• _Source text_:
______

Extended lifespan traded for diapause in Daphnia

Authors


Mirosław Slusarczyk, Department of Hydrobiology, University of Warsaw, Banacha 2, 02-097 Warszawa, Poland.
E-mail: m.slusarczyk@uw.edu.pl

Summary

1. Most freshwater crustaceans of the genus Daphnia are cyclically parthenogenetic organisms that are well adapted to unstable habitats due to their short life cycle, wide phenotypic plasticity, and the ability to produce protective diapausing eggs in anticipation of environmental deterioration. Short lifespan and heterogonic reproduction are typical features of Daphnia in a broad spectrum of freshwater habitats, from small temporary pools to large permanent lakes. However, in some locations, departures may be observed from this typical life history pattern to obligate asexuality or extended lifespan.

2. A 3-year field study in a deep ultraoligotrophic fish-free alpine-type lake (Czarny Staw in the Tatra mountains in southern Poland) revealed the coexistence of two closely related asexual lineages of Daphnia of the pulex complex, which differ in body colour (transparent versus orange) and in their strategies for surviving long winters.

______

• _What is expected_:
Write what comes next in the summary on lifespan and diapause in Daphnia, picking up after its final sentence. The records were taken from a separate source, unrelated to the text.

(Saved entries)

______

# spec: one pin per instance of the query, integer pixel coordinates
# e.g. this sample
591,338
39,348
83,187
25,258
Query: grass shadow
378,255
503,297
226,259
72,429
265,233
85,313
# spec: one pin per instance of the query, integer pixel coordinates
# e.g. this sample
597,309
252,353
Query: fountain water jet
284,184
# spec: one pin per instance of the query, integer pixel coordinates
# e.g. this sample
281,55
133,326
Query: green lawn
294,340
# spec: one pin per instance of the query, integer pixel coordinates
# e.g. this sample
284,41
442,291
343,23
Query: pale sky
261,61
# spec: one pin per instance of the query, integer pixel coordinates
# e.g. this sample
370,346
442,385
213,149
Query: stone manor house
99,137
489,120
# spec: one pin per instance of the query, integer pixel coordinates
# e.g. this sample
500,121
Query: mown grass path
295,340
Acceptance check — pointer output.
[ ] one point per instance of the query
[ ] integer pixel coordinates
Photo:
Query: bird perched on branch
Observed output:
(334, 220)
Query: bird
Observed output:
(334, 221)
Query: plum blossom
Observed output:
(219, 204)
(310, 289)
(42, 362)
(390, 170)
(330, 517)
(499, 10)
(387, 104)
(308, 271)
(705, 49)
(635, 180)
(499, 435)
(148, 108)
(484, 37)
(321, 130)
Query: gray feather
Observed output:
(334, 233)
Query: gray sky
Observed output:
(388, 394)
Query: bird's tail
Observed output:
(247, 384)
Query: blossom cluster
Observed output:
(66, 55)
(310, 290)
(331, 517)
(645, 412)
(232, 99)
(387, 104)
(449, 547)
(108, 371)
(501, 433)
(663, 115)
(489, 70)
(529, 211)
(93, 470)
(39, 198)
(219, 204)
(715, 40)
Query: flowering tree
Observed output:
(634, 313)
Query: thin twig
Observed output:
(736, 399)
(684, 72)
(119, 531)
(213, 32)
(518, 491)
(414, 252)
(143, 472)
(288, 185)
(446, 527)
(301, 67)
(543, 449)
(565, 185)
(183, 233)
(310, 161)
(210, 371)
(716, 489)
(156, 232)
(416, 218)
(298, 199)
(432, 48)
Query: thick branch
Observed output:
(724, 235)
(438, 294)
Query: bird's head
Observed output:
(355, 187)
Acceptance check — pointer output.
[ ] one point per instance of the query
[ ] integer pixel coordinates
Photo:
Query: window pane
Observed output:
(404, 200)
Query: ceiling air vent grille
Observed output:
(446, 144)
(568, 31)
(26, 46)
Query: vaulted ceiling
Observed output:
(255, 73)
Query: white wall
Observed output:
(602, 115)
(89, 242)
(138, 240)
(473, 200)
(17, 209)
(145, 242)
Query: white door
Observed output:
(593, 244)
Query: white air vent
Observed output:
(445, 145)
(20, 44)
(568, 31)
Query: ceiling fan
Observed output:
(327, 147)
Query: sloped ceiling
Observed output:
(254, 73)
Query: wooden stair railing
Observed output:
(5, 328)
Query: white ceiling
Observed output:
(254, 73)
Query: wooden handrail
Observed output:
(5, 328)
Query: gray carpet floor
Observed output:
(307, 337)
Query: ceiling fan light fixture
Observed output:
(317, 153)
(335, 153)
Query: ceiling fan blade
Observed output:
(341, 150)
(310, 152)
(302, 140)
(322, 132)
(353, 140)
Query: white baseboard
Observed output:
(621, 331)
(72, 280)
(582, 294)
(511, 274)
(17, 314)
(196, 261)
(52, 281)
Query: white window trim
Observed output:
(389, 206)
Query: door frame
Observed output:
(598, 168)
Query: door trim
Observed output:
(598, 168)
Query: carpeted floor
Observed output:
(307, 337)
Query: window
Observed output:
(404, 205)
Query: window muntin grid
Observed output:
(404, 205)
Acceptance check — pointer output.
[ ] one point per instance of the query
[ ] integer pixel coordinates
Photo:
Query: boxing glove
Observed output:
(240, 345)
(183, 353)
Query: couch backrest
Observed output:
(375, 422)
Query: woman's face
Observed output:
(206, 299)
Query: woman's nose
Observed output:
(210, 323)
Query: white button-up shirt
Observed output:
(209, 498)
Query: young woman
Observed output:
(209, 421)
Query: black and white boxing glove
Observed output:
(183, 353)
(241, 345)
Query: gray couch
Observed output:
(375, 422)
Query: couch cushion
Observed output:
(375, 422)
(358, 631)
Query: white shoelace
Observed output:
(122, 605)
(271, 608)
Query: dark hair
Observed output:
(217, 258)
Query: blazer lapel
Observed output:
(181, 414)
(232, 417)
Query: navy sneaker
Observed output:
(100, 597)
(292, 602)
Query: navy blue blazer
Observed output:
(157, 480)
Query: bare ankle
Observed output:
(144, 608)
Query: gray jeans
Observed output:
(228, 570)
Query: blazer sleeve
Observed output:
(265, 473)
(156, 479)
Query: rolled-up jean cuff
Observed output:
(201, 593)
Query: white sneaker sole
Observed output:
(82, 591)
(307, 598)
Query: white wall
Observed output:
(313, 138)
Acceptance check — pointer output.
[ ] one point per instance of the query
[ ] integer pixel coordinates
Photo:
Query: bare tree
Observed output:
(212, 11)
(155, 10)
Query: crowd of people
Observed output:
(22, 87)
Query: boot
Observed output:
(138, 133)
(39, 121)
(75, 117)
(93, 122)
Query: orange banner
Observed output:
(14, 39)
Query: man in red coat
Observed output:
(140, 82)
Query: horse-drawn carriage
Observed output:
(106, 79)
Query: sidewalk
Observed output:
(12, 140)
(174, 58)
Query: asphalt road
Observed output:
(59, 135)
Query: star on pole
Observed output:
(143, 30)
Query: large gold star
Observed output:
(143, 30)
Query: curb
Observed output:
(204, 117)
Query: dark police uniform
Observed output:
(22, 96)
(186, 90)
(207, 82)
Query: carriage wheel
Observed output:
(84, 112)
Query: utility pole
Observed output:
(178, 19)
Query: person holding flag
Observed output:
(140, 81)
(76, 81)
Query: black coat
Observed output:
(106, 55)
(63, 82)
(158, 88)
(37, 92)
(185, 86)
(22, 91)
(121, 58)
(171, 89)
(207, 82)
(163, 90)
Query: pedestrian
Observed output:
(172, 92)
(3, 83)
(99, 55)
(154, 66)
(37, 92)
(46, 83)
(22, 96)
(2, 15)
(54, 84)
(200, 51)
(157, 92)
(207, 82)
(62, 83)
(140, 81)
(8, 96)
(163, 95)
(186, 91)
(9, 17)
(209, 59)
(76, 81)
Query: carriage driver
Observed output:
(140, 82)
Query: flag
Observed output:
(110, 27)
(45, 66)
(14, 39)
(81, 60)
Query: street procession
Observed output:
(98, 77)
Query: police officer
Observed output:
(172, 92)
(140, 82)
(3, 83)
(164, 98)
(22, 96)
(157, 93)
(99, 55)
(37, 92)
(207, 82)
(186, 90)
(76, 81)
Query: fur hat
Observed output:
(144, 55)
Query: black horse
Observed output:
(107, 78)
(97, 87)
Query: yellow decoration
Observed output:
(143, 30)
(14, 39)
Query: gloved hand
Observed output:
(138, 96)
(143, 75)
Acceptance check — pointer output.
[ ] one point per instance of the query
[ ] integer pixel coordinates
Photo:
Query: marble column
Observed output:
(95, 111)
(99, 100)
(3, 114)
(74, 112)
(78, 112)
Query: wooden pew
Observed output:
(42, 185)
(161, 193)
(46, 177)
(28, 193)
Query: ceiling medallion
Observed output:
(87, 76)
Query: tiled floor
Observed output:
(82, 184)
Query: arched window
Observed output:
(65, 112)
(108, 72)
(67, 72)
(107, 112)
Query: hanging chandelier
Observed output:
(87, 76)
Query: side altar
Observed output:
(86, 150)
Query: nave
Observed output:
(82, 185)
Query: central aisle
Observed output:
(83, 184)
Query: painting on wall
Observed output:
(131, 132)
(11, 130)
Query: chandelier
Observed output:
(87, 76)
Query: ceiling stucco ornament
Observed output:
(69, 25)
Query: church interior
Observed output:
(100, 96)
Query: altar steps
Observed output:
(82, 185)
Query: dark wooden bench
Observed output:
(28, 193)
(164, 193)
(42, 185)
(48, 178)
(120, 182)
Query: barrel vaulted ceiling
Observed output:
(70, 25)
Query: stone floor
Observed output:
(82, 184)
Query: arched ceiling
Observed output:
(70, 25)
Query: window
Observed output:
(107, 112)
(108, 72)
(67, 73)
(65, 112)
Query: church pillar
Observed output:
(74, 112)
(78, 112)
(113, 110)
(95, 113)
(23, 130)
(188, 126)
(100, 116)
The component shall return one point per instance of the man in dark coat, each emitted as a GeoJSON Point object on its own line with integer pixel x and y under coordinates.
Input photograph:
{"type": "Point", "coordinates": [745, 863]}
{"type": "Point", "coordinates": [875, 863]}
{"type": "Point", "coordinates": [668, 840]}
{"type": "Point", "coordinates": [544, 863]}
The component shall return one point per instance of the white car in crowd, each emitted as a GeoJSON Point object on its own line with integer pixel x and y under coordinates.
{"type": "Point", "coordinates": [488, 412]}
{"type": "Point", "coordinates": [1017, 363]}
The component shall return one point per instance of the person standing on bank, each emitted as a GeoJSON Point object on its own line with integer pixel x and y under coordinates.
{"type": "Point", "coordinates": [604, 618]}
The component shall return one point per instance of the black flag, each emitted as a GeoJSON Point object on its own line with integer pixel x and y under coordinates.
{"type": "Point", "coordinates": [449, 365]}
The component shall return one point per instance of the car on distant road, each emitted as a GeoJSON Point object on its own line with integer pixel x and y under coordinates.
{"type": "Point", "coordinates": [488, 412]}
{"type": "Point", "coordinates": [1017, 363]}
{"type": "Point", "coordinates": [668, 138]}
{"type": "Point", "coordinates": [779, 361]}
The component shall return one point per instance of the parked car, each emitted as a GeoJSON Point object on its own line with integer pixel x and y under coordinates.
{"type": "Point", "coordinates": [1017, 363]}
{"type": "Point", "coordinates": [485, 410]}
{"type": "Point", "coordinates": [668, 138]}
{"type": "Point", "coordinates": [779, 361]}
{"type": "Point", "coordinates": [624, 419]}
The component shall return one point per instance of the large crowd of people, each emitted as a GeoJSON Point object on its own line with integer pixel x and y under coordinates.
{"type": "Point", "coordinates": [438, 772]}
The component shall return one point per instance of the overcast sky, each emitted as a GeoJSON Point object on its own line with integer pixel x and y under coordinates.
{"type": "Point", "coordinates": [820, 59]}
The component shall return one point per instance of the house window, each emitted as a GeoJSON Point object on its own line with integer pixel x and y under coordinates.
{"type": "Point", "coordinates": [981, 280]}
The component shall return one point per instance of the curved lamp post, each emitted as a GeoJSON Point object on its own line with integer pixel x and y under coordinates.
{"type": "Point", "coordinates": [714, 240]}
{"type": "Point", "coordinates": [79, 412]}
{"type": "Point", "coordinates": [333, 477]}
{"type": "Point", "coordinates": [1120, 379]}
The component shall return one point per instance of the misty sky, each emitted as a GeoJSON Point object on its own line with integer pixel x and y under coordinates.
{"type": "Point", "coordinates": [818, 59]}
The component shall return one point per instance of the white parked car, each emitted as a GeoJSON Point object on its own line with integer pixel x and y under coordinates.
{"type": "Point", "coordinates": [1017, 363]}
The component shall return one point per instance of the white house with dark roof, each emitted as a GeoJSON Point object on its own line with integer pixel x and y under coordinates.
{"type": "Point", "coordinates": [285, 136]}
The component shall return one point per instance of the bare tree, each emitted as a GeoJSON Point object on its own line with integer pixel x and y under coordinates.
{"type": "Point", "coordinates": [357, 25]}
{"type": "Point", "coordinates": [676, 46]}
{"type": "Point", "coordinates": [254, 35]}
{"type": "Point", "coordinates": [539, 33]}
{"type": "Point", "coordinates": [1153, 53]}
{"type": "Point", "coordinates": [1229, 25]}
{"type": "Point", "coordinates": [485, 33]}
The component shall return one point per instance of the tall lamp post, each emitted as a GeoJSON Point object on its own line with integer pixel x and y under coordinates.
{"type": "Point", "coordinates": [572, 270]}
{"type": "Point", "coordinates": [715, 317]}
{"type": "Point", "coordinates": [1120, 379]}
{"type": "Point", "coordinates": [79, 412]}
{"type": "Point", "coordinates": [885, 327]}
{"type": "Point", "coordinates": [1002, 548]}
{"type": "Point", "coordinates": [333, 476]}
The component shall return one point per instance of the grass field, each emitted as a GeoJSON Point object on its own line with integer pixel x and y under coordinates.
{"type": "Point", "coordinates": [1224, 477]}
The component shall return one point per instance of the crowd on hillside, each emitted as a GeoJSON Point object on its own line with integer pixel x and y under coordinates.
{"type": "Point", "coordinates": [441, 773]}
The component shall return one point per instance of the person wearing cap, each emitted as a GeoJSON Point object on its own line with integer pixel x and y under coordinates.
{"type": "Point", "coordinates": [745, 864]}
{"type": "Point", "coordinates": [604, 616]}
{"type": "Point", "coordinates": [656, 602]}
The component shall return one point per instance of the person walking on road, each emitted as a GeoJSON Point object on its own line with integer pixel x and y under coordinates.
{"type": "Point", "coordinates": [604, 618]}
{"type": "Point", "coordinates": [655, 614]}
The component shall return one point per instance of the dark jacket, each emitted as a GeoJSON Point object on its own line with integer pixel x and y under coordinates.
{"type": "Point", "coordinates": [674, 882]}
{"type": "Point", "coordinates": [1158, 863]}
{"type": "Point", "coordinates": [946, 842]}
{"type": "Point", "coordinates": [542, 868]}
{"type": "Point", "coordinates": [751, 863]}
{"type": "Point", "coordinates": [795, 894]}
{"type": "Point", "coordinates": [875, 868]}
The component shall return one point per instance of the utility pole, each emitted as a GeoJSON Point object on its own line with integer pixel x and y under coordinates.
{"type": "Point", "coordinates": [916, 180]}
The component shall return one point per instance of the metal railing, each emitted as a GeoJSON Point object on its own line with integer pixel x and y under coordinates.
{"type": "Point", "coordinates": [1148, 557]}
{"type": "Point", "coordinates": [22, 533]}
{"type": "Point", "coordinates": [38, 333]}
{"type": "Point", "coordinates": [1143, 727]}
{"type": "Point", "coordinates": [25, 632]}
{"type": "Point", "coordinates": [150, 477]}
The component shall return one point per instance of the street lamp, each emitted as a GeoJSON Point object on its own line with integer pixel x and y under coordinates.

______

• _Written response_:
3. The ‘transparent’ clone of European origin exhibits an ephemeral lifestyle. It completes its life cycle within a single season, forming two generations of active specimens during the short summer and producing diapausing eggs late in the season. Transparent individuals live no longer than 5–6 months in this cold lake and survive winter exclusively in the form of diapausing eggs.

4. Individuals of the ‘orange’ lineage, which are closely related to eastern Nearctic Daphnia pulicaria, exhibit a biennial lifestyle unique to this genus. They do not form diapausing eggs or produce them only occasionally. Instead, they are active throughout the year and live for up to 13–14 months. Reproduction is postponed until the second year of life when food conditions have improved. Rich lipid reserves accumulated in the first season fuel them during the long winter and permit early reproduction the following spring.

5. Possible reasons for the evolution of obligatory parthenogenesis and long lifespan in Daphnia are discussed.